**Brano estratto**
----

Tale principio riposa, oltre che sull'analisi del dato normativo, che non prevede preclusioni di sorta per tale ipotesi, su alcune constatazioni della disciplina "di sistema" delle intercettazioni, già patrimonio degli approdi della giurisprudenza di questa Corte, secondo cui è ben possibile, da parte dell'autorità giudiziaria, oltre che, ovviamente, far cessare l'intercettazione già disposta prima del termine ovvero non prorogarla, anche disporla nuovamente, una volta che sia scaduto per qualsiasi ragione il termine per la proroga, dovendosi in tal caso solo giustificare la nuova intercettazione (identica per obiettivo colpito) secondo gli ordinari criteri previsti dal legislatore come presupposti per l'autorizzazione.

In tal senso cfr. Sez. 6, n. 28521 del 16/6/2005, Ciaramitaro, Rv. 231957, in un caso di decreto di intercettazione d'urgenza e relativa convalida, che la Corte ha ritenuto legittima in luogo del decreto di proroga di cui sia scaduto il termine, atteso che il presupposto è comunque costituito dalla permanenza dei gravi indizi di reato e dall'assoluta indispensabilità dell'intercettazione ai fini della prosecuzione delle indagini (sostenendo, altresì, che tale evenienza determina, in concreto, una maggiore garanzia per l'indagato, rispetto al decreto di proroga dell'intercettazione).

----

**Dati forniti**
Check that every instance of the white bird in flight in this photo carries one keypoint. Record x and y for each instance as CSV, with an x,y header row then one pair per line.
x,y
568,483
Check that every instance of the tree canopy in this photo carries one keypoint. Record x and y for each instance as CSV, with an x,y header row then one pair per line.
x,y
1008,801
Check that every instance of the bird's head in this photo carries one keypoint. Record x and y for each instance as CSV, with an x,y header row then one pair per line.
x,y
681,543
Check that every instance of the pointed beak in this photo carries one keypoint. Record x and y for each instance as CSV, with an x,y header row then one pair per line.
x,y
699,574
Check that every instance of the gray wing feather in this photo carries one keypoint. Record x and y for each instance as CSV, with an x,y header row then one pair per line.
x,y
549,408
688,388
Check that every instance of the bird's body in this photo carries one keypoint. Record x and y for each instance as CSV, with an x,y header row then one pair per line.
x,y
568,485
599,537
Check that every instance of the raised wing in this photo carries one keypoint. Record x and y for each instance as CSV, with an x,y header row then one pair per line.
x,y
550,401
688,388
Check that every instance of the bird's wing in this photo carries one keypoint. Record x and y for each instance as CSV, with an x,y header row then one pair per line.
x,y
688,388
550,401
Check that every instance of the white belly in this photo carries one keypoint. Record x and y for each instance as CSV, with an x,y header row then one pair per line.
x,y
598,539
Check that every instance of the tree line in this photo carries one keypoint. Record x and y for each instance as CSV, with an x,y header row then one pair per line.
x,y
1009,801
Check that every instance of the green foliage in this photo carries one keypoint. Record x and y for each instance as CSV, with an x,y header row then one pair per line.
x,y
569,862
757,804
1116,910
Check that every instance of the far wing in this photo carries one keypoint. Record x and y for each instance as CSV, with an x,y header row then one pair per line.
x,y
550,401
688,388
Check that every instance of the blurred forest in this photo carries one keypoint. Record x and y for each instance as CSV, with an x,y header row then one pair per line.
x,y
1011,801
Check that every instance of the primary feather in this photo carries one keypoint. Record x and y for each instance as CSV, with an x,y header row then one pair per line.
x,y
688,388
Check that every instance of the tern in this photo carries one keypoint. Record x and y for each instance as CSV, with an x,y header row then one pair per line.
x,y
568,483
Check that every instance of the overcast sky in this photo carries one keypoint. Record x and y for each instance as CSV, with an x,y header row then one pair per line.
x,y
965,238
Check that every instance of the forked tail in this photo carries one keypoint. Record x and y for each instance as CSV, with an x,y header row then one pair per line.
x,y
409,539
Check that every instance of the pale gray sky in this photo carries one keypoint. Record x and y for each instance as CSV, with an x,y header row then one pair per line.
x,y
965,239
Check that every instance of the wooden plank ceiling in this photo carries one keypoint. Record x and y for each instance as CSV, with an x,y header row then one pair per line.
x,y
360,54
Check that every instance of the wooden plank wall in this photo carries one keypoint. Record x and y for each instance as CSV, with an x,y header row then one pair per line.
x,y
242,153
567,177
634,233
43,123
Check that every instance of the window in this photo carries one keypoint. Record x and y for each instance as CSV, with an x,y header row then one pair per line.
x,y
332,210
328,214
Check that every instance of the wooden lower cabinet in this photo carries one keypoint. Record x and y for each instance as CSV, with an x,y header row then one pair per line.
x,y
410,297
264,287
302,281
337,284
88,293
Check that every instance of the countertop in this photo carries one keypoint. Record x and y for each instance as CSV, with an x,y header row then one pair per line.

----

**Cosa fare**
Trascrivi per intero il brano sulle intercettazioni, parola per parola. I dati sono materiale a sé stante.

**Soluzione**
Tale principio riposa, oltre che sull'analisi del dato normativo, che non prevede preclusioni di sorta per tale ipotesi, su alcune constatazioni della disciplina "di sistema" delle intercettazioni, già patrimonio degli approdi della giurisprudenza di questa Corte, secondo cui è ben possibile, da parte dell'autorità giudiziaria, oltre che, ovviamente, far cessare l'intercettazione già disposta prima del termine ovvero non prorogarla, anche disporla nuovamente, una volta che sia scaduto per qualsiasi ragione il termine per la proroga, dovendosi in tal caso solo giustificare la nuova intercettazione (identica per obiettivo colpito) secondo gli ordinari criteri previsti dal legislatore come presupposti per l'autorizzazione.

In tal senso cfr. Sez. 6, n. 28521 del 16/6/2005, Ciaramitaro, Rv. 231957, in un caso di decreto di intercettazione d'urgenza e relativa convalida, che la Corte ha ritenuto legittima in luogo del decreto di proroga di cui sia scaduto il termine, atteso che il presupposto è comunque costituito dalla permanenza dei gravi indizi di reato e dall'assoluta indispensabilità dell'intercettazione ai fini della prosecuzione delle indagini (sostenendo, altresì, che tale evenienza determina, in concreto, una maggiore garanzia per l'indagato, rispetto al decreto di proroga dell'intercettazione).